## Stated goal
Collect every line of the items below that contains the string "hair", treating uppercase and lowercase letters as distinct.

## Task data
★ ★ ★

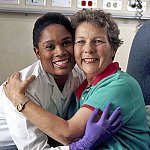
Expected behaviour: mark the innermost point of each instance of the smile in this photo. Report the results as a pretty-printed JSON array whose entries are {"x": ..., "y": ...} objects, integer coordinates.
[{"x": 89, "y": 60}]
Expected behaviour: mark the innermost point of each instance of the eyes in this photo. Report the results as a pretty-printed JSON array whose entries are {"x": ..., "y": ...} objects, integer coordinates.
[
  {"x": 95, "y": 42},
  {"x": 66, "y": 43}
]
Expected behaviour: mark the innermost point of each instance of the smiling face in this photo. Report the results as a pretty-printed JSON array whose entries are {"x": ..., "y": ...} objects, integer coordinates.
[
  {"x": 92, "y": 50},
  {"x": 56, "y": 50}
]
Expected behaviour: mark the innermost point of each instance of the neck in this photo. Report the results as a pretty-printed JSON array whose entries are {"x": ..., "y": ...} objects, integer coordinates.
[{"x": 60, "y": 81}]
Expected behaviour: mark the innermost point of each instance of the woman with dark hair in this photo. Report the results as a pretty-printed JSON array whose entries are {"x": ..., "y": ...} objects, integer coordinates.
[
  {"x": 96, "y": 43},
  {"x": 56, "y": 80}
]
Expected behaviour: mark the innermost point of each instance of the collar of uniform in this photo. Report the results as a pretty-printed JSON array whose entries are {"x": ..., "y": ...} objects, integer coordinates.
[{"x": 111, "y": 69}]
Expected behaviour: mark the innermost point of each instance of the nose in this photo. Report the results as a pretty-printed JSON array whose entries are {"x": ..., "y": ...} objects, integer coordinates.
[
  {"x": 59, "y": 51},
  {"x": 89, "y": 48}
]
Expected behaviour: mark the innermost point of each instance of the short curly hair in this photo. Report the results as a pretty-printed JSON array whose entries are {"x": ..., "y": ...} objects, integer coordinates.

★ ★ ★

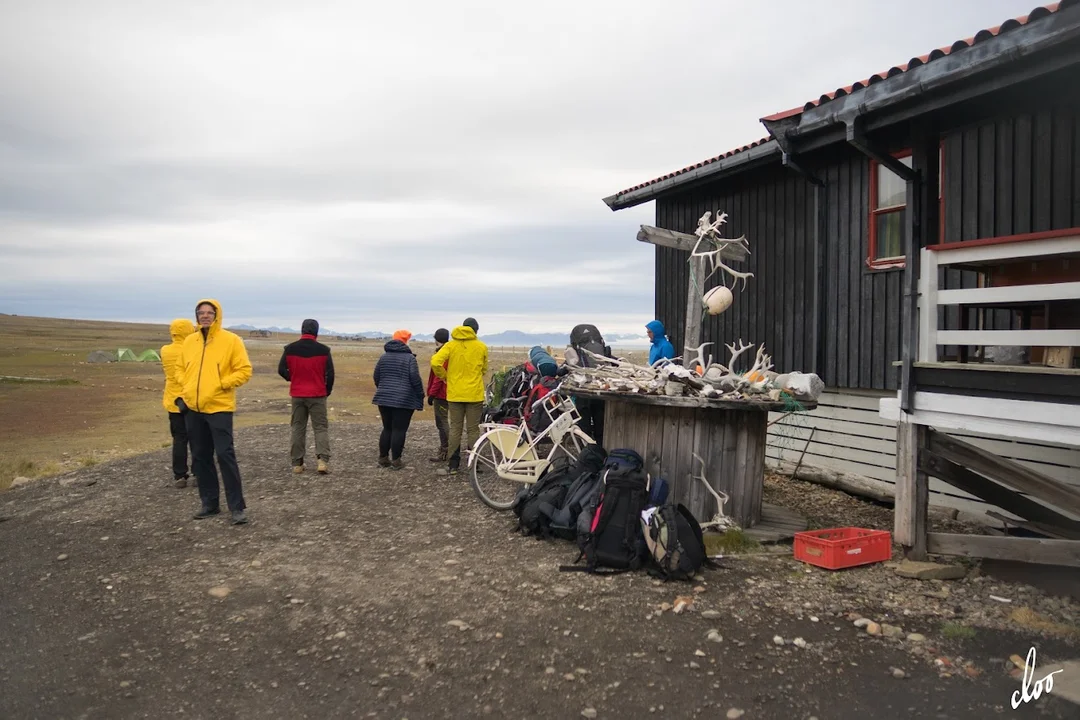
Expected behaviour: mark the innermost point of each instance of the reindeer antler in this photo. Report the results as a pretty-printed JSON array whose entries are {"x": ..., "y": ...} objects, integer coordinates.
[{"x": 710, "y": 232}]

★ ★ ★

## Exercise solution
Expected behaviour: mark the innermost point of each instance of the woman with dark hair in this photo. Report the results as a pretty-printed JSON array whose entries are {"x": ..., "y": ...} objects, integer coordinates.
Expected behaviour: mark the innermost point of each instance of the short curly hair in this photo. Report the results as a pretty-printed JSON array whose entries are {"x": ..., "y": ...} objects, integer coordinates.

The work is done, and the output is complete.